───── SELECTED TEXT ─────

1. **User Feedback Loop**:

   - **Chatbot Interactions**: Track and analyze questions and responses from users (e.g., health workers or clinicians) to understand common inquiries, misconceptions, and desired information. This feedback will guide adjustments to the LLM’s responses and overall user experience.
   - **Prediction Accuracy**: Collect feedback on predictions and confidence levels to assess areas of the model that need recalibration or fine-tuning, especially in cases that are challenging or prone to misclassification.

2. **Data Collection and Expansion**:

   - **Case Database Expansion**: Gather additional dermatoscopic images from new rural cases, focusing on underrepresented lesion types or skin tones, to enhance model generalization.
   - **Out-of-Distribution (OOD) Tracking**: Continuously monitor for OOD cases flagged by the model, then investigate and potentially incorporate these cases into training to improve robustness.

3. **Scheduled Model Re-Training**:

   - **Automated Retraining Triggers**: Implement retraining based on key metrics such as data drift, calibration error, and user feedback patterns to ensure that the model remains up-to-date with the latest data.
   - **Data Augmentation**: Periodically apply advanced data augmentation techniques (e.g., rotation, color adjustments) to create a more diverse and robust training dataset.

4. **Model Evaluation and Metrics Review**:
   - **Regular Performance Audits**: Conduct periodic evaluations to check model performance on critical metrics such as accuracy, false positive/negative rates, and OOD detection accuracy. Adjust hyperparameters and model architecture if necessary to address any consistent performance gaps.
   - **Calibration Checks**: Regularly verify confidence scores to ensure accurate and reliable results, minimizing the risk of overconfidence in predictions.

───── DATA PROVIDED ─────

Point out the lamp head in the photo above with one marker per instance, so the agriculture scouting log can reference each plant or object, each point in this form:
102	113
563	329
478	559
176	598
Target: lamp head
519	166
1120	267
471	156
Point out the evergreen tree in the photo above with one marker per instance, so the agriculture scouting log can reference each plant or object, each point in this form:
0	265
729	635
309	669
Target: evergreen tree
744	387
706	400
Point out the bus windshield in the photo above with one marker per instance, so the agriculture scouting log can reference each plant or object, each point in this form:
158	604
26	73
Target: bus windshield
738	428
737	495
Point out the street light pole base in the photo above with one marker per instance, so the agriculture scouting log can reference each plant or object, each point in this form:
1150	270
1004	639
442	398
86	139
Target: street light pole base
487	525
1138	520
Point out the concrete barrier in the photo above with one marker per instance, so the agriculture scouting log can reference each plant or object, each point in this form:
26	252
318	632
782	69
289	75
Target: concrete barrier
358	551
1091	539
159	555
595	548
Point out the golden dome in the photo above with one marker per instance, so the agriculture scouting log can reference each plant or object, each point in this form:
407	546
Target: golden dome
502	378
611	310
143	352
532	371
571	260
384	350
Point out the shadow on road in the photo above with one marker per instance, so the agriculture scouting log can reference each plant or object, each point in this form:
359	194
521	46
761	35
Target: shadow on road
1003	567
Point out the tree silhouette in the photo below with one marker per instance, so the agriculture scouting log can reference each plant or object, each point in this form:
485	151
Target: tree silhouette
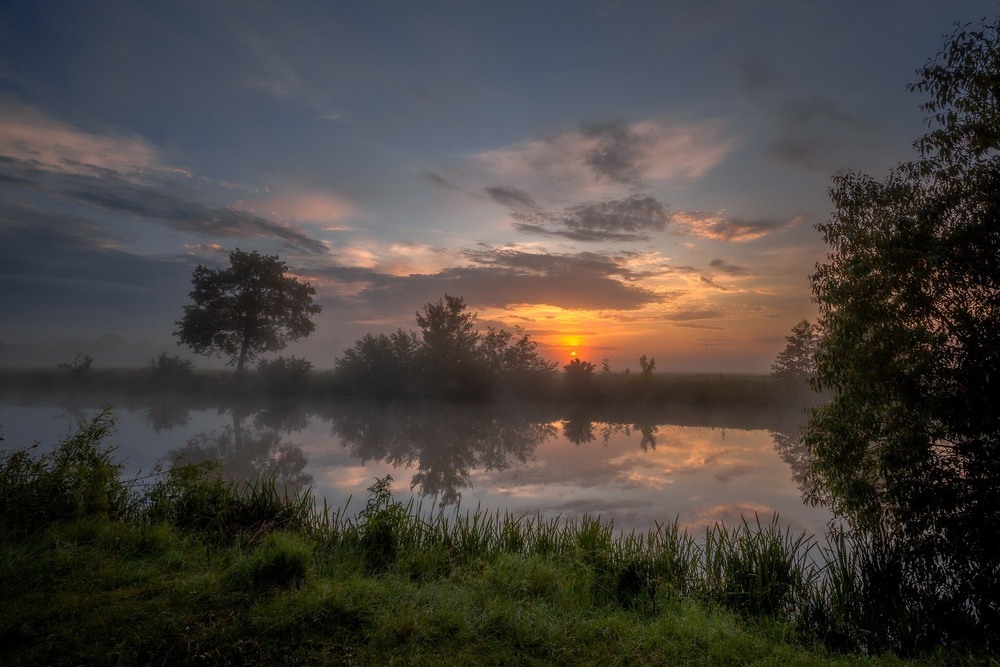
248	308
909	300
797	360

─────

DIRECTIONS »
A) Transcribe the part of the model upkeep plan that opens with the words containing "- **Case Database" and closes with "enhance model generalization.".
B) List the titles of the numbered sections in the model upkeep plan.

ANSWERS TO THE TASKS »
A)
- **Case Database Expansion**: Gather additional dermatoscopic images from new rural cases, focusing on underrepresented lesion types or skin tones, to enhance model generalization.

B)
User Feedback Loop
Data Collection and Expansion
Scheduled Model Re-Training
Model Evaluation and Metrics Review